Soal:
Terjemahkan ke dalam bahasa Inggris kalimat berikut dari teks tentang tarawih para pinisepuh: "Ada masjid jami yang jadi pusat kegiatan ibadah warga."

Teks Dokumen:
--------------------

Ini kisah tentang pinisepuh, generasi yang selalu membuat saya takjub. Sudah berlangsung beberapa tahun, jauh sebelum virus Corona mewabah, pinisepuh di kampung saya selalu rutin tarawih berjamaah, tapi di rumah. Kenapa?
Kampung saya, yang kebetulan berbatasan dengan desa tetangga, memiliki prasarana yang cukup untuk menjalankan ibadah. Ada masjid jami yang jadi pusat kegiatan ibadah warga. Juga banyak musala atau langgar, besar atau kecil, berkilau atau reyot, yang bertebaran di sudut-sudut kampung. Di seberang desa juga ada pesantren yang memiliki musala ukuran besar. Masjid desa tetangga juga tak jauh dari kampung saya.
Praktis, jika Ramadan tiba, kami tak akan kekurangan tempat untuk melaksanakan tarawih berjamaah. Ada masjid jami. Bertebaran pula musala atau langgar. Semua menyelenggarakan tarawih berjamaah.

--------------------

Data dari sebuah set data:
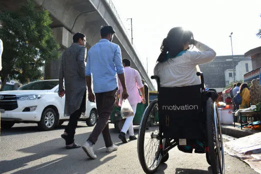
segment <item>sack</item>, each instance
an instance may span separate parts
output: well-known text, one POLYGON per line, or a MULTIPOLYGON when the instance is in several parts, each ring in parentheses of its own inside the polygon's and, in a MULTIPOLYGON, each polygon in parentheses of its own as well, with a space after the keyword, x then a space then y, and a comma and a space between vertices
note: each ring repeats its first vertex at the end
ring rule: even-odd
POLYGON ((215 89, 212 88, 209 89, 208 90, 206 91, 206 94, 208 97, 210 98, 213 102, 216 100, 220 96, 215 89))
POLYGON ((124 118, 134 116, 132 108, 128 99, 124 100, 122 101, 122 108, 120 108, 120 115, 124 118))
POLYGON ((239 94, 237 94, 233 98, 233 102, 236 105, 241 104, 242 103, 242 98, 239 94))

--------------------

Jawaban Anda:
There is a congregational mosque that serves as the center of the residents' worship activities.